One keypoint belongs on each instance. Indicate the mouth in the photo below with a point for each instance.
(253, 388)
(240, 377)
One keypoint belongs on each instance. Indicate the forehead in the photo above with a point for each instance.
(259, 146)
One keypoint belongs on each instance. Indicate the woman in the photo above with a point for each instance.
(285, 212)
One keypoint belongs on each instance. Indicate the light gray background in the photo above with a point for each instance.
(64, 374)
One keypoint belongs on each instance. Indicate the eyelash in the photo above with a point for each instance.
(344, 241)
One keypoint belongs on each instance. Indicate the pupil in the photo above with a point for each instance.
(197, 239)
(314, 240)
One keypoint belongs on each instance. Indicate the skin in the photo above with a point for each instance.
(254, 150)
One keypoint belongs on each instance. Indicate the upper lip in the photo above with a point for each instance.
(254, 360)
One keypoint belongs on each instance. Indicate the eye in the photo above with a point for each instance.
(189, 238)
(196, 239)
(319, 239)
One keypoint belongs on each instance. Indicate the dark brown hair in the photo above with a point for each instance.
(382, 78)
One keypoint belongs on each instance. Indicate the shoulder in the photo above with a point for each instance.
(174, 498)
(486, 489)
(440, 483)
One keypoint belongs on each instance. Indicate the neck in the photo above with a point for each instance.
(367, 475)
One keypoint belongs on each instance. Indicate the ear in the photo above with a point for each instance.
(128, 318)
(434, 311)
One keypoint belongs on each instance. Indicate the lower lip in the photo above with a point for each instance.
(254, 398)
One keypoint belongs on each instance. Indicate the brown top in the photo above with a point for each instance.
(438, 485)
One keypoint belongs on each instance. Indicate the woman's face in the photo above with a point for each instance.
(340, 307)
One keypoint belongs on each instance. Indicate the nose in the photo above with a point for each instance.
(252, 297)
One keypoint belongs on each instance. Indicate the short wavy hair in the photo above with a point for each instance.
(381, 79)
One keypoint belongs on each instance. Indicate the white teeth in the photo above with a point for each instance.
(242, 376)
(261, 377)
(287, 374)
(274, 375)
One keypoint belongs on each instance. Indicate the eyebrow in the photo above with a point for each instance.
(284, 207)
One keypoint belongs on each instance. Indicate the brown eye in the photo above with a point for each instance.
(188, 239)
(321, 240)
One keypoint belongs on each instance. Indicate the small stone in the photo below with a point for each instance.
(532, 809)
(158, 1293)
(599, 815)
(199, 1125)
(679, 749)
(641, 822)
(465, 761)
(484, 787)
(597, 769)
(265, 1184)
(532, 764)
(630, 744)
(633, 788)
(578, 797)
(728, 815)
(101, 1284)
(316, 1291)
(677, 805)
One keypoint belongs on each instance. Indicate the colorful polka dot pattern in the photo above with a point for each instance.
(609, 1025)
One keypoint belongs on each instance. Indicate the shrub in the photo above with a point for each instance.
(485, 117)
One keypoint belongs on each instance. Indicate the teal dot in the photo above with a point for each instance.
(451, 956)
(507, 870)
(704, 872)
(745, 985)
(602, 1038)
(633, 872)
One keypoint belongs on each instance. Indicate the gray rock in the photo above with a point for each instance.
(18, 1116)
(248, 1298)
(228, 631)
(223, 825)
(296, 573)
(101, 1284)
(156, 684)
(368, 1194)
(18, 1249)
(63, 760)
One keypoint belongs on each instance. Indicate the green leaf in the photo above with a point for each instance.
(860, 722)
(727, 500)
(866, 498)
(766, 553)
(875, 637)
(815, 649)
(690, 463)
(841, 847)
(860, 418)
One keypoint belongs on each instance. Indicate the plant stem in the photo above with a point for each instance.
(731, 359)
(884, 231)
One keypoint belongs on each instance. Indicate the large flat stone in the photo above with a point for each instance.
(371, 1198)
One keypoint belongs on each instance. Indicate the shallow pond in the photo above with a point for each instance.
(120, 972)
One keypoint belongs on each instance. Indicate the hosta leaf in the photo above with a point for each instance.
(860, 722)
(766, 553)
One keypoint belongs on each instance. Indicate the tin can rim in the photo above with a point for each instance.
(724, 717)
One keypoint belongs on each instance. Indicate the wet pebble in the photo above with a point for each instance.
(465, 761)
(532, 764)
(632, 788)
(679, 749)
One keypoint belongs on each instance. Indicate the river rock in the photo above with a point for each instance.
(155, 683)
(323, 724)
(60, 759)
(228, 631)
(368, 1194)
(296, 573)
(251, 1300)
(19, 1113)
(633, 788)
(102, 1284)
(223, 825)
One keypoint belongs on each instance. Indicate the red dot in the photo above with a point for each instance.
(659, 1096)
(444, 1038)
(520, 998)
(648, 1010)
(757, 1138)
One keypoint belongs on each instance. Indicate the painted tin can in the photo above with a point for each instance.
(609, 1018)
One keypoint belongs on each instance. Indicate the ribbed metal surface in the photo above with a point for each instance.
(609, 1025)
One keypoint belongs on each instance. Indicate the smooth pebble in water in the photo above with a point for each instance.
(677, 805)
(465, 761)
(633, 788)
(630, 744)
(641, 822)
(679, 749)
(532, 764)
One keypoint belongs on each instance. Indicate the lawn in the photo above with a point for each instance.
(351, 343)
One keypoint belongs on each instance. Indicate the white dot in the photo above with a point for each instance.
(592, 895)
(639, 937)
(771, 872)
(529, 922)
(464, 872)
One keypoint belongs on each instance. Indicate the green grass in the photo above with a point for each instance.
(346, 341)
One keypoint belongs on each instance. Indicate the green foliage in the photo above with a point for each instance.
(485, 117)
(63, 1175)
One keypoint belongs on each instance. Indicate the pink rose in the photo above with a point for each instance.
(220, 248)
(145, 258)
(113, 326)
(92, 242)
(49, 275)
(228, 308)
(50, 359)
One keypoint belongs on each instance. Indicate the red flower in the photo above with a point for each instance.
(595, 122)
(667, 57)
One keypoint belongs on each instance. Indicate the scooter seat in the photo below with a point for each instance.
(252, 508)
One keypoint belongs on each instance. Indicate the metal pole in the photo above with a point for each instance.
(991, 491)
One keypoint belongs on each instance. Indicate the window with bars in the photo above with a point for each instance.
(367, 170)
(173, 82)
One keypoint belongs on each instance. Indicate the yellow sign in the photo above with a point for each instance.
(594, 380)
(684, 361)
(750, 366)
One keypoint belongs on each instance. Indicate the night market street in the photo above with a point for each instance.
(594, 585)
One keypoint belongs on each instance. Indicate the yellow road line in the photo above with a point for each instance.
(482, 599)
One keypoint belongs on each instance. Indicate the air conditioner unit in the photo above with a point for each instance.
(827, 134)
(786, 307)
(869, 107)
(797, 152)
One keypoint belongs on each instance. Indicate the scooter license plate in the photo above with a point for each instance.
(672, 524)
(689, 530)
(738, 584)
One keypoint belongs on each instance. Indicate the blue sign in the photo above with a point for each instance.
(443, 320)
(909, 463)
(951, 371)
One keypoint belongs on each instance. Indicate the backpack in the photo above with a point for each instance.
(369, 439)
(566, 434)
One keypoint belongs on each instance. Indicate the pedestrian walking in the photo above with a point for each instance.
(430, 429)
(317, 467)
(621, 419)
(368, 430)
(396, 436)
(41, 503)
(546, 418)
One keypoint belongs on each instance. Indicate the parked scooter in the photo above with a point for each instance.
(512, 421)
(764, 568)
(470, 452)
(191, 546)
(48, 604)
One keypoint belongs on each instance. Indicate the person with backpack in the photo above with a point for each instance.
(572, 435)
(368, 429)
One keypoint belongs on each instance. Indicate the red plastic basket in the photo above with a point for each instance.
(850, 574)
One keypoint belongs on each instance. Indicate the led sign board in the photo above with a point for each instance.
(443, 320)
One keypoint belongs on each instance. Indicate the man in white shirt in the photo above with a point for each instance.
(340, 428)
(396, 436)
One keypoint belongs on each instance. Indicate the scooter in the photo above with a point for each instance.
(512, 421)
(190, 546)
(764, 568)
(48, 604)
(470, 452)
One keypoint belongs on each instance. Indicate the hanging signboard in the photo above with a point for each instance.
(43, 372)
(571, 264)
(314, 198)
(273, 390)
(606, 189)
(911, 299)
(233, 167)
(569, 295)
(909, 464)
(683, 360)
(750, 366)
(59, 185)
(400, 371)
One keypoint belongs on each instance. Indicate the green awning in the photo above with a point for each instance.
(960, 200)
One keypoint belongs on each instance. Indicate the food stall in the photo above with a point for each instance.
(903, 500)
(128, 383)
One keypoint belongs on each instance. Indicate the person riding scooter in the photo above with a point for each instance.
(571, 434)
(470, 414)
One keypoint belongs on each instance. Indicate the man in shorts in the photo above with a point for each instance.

+ + +

* EXERCISE TASK *
Return the line that contains "One keypoint belongs on each instance. Indicate the red plastic" along with every line after it through the end of the entries, exactly, adding nothing.

* WRITTEN SOLUTION *
One keypoint belongs on each instance. Indicate the red plastic basket in the photo above with a point for each instance.
(850, 574)
One keypoint belongs on each instance. Indicate the led sign board in the photo above with a point for each instance.
(443, 320)
One keypoint belongs on each instance. Indicate the man in white shirt in the photo above with a point for each instance.
(340, 428)
(396, 436)
One keypoint belongs on each instance. Indicate the scooter in the photo above with a point for each instance.
(512, 421)
(190, 546)
(764, 568)
(48, 604)
(470, 452)
One keypoint belongs on each instance. Indicate the hanging signboard in the photo above with a point for each instance.
(43, 372)
(571, 264)
(314, 198)
(273, 390)
(606, 189)
(911, 299)
(233, 167)
(569, 295)
(909, 464)
(683, 360)
(750, 366)
(59, 185)
(400, 371)
One keypoint belongs on each instance. Indicate the green awning in the photo above with a point for each instance.
(960, 200)
One keypoint belongs on each instance. Indicate the food stall in the photo above with a point for each instance.
(903, 500)
(128, 383)
One keypoint belongs on each instance. Indicate the person riding scooter in the photo above with a point for each instance.
(571, 434)
(470, 414)
One keypoint belongs on each instance. Indicate the man in shorts in the photo above with a point for each instance.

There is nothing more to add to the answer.